→ TEXT PASSAGE
--

The Talking Bench: An Innovative Way to Address Loneliness Among Older Adults
In London and elsewhere in the UK, the phenomenon of the “talking bench” has taken hold. No, these park benches don’t actually speak to you when you sit down. Rather, they are designated to encourage conversation, and as it turns out, play an important role in mitigating the loneliness that can plague older adults and others.
“The fact is some older adults can go for days without human contact, for a variety of reasons,” notes John Mastronardi, Executive Director of the Nathaniel Witherell. “And because older adults may be geographically separated from their families, or lose close friends, or suffer from hearing loss, live alone, be out of the workforce, or are divorced or widowed, they are at risk for becoming socially isolated and lonely.”
Loneliness can increase the risk of mortality by 50%
This is confirmed by a report from the National Academies of Sciences, Engineering and Medicine (NASEM) revealing that nearly one-fourth of adults 65 and older in the US are considered to be socially isolated. Besides the mental stress this causes, social isolation and loneliness can hinder one’s health, putting older adults at risk for high blood pressure, heart disease, obesity, anxiety, depression and cognitive decline, according to The National Council on Aging. Researcher Julianne Holt-Lundstad found that loneliness can increase the risk of mortality by 50%—higher than the effects of air pollution, obesity, and excessive alcohol use.
We often make the assumption that loneliness only affects older adults, but it affects young teens, GenZ, and Millennials as well. So, understanding the need for social connection and the value of friendship is important. The more we find ways to combat social isolation and foster social connections, the more we will help all those in our communities who are in need.

--

(Stored data entries)
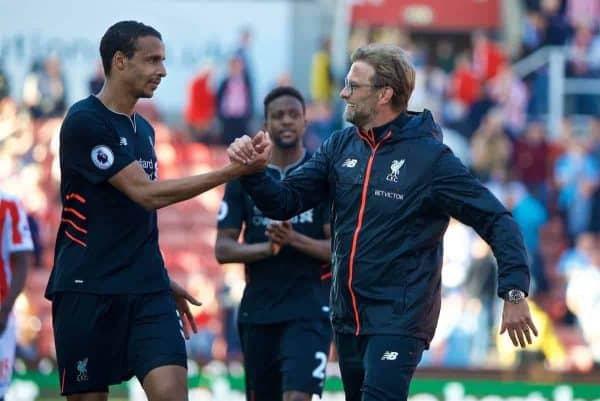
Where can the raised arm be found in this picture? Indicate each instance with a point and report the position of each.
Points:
(303, 189)
(462, 196)
(134, 182)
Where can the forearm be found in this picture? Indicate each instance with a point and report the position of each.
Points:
(508, 247)
(167, 192)
(275, 199)
(20, 261)
(234, 252)
(317, 248)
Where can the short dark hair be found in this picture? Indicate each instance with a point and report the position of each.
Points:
(283, 91)
(122, 37)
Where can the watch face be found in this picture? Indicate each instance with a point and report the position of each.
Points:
(515, 296)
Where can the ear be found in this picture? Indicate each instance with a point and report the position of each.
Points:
(385, 96)
(119, 60)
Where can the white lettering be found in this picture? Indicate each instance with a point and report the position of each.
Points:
(389, 194)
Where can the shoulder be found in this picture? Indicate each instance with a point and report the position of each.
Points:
(84, 115)
(143, 124)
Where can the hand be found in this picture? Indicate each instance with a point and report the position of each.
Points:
(516, 319)
(282, 233)
(275, 248)
(182, 300)
(252, 152)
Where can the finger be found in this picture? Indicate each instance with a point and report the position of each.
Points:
(513, 337)
(520, 336)
(244, 147)
(527, 334)
(532, 326)
(258, 138)
(191, 299)
(184, 328)
(191, 320)
(275, 237)
(234, 153)
(231, 153)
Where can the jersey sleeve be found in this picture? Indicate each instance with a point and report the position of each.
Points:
(231, 212)
(16, 228)
(90, 147)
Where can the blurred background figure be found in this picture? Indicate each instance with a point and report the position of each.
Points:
(234, 102)
(44, 91)
(199, 111)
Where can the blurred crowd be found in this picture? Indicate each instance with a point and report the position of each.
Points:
(493, 119)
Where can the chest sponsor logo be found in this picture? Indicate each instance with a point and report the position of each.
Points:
(102, 157)
(395, 170)
(350, 163)
(150, 167)
(389, 194)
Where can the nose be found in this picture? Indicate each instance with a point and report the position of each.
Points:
(345, 92)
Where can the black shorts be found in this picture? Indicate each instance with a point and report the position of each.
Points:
(288, 356)
(377, 367)
(106, 339)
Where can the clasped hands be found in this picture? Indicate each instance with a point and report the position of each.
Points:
(252, 153)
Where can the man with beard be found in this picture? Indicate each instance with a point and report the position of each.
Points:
(114, 308)
(393, 186)
(283, 317)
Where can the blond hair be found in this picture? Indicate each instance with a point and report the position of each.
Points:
(392, 68)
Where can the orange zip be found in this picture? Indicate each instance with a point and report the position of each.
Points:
(363, 203)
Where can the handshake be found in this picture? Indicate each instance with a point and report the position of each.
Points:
(251, 153)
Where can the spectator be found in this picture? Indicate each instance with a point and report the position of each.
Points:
(234, 102)
(44, 91)
(200, 107)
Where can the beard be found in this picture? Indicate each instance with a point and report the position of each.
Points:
(359, 115)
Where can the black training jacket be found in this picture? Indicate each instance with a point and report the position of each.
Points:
(391, 201)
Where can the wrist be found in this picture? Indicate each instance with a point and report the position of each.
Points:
(514, 296)
(234, 171)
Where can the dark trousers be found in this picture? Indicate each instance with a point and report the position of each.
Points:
(377, 367)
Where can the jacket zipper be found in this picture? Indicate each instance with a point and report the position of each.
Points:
(361, 212)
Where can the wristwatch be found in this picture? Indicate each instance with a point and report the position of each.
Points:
(514, 296)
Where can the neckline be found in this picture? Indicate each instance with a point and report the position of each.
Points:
(130, 118)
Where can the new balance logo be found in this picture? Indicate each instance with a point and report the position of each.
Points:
(350, 163)
(389, 356)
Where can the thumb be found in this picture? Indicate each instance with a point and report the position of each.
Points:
(258, 138)
(191, 299)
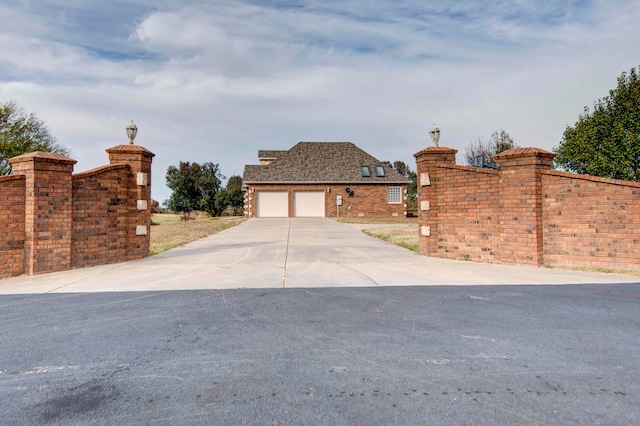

--

→ WHAT YOU WILL DO
A - Retype the part of the talking bench article that starts at the words "The Talking Bench: An" and ends after the words "adults and others.".
B - Carry on the talking bench article from the point where it stops.
These lines are separate material and are not part of the talking bench article.

→ OUTPUTS IN ORDER
A -
The Talking Bench: An Innovative Way to Address Loneliness Among Older Adults
In London and elsewhere in the UK, the phenomenon of the “talking bench” has taken hold. No, these park benches don’t actually speak to you when you sit down. Rather, they are designated to encourage conversation, and as it turns out, play an important role in mitigating the loneliness that can plague older adults and others.

B -
There are many resources available for communities and individuals
Many experts agree that the community has a role to play in reducing the impact of loneliness and building more social resiliency. Ideas for how to improve social connections and providing opportunities to engage with neighbors of all ages can come from community organizations. According to the AARP, such multigenerational friendships carry unique benefits: they broaden perspectives, strengthen resiliency, provide role models (especially among younger generations), and boost one’s energy.
Connect2Affect, spearheaded by AARP Foundation, seeks solutions in collaboration with the Gerontological Society of America; their featured resources include an Eldercare Locator and a mapping tool for visualizing social isolation. Other options include: Give an Hour; the National Association of Area Agencies on Aging; UnitedHealth Group; The Connecticut Collaborative to End Loneliness; For All Ages; and Age Well CT.
Mastronardi points out that technology also can be used for developing social connections, helping people maintain relationships, and providing emotional support. Even though some older adults may feel uncomfortable initially with digital connectivity, they can learn how to use these tools by asking for help.
“The more we understand about ways to combat social isolation and loneliness and foster social connection, the more we can help ourselves and others,” says Mastronardi.
Please say hello
So, if you see an older person sitting alone on a park bench, consider approaching them to have a chat. In doing so, you can make a huge difference in their lives. Besides, you might learn something new or even make a new friend.
“You can never really know what someone is experiencing deep down,” Mastronardi notes, “so having a place to sit down and have a chat with another person can be a good thing. And chatting on a public bench can help break down the social barriers of those sharing a common space.”
At the Witherell, we have many benches throughout our property – in the gardens, on the patios, and in front of our main building. Please say hello.